- _Required tasks_:
1. Answer these questions using the text on violence against Asian women.
(a) Who was Jennifer Laude, and at whose hands was she killed?
(b) Which two low-wage service industries are named as examples?
(c) What has the criminalization of the sex trade left many women in these industries facing?
2. Return, word for word, the portion of the text on violence against Asian women between "This particular act" and "by the law.", inclusive.

- _Text_:
::::

This particular act of racialized and gendered violence in Atlanta also has roots in U.S. imperialism across Asia. The tragic killing of Jennifer Laude, a transwoman sex worker in the Philippines at the hands of a US military serviceman, is one example that highlighted the particular dangers faced by transwomen. In all too many cases, American military personnel who have perpetrated sexual violence against Asian women have been shielded against prosecution by the law.
Many Asian women—whether migrant, refugee, immigrant, or U.S. born—work in unprotected, low-wage service industries like nail salons and spas. The criminalization of the sex trade has left many cisgender women—but particularly transgender women—who work in these industries facing unfathomable violence, often at the hands of police and law enforcement. Shaming women for their work is not the way to end individual and state-sanctioned hate violence against Asians and Asian Americans. It blames the most vulnerable for social and economic conditions created by policies set at home and abroad.

::::

(Items from a data source)
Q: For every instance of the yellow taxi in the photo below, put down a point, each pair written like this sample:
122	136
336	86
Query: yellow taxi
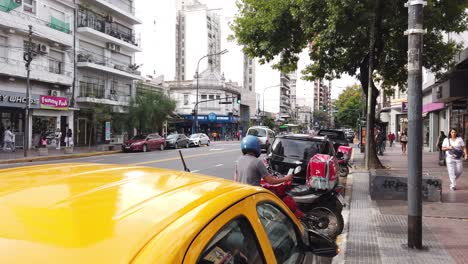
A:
94	213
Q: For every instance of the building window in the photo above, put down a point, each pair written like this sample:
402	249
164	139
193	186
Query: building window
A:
29	6
55	62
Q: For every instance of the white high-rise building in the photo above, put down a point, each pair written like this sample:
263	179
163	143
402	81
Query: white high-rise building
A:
198	33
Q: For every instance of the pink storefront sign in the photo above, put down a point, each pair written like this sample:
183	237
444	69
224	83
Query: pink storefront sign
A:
54	103
433	107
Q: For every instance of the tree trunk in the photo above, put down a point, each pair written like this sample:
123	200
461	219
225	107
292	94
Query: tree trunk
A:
367	82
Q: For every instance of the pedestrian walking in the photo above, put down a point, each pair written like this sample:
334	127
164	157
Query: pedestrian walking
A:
69	138
440	140
8	140
454	148
403	141
58	138
391	138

::::

- _Results of the tasks_:
1.
(a) Jennifer Laude was a transwoman sex worker in the Philippines who was killed at the hands of a US military serviceman.
(b) Nail salons and spas.
(c) Unfathomable violence, often at the hands of police and law enforcement.

2.
This particular act of racialized and gendered violence in Atlanta also has roots in U.S. imperialism across Asia. The tragic killing of Jennifer Laude, a transwoman sex worker in the Philippines at the hands of a US military serviceman, is one example that highlighted the particular dangers faced by transwomen. In all too many cases, American military personnel who have perpetrated sexual violence against Asian women have been shielded against prosecution by the law.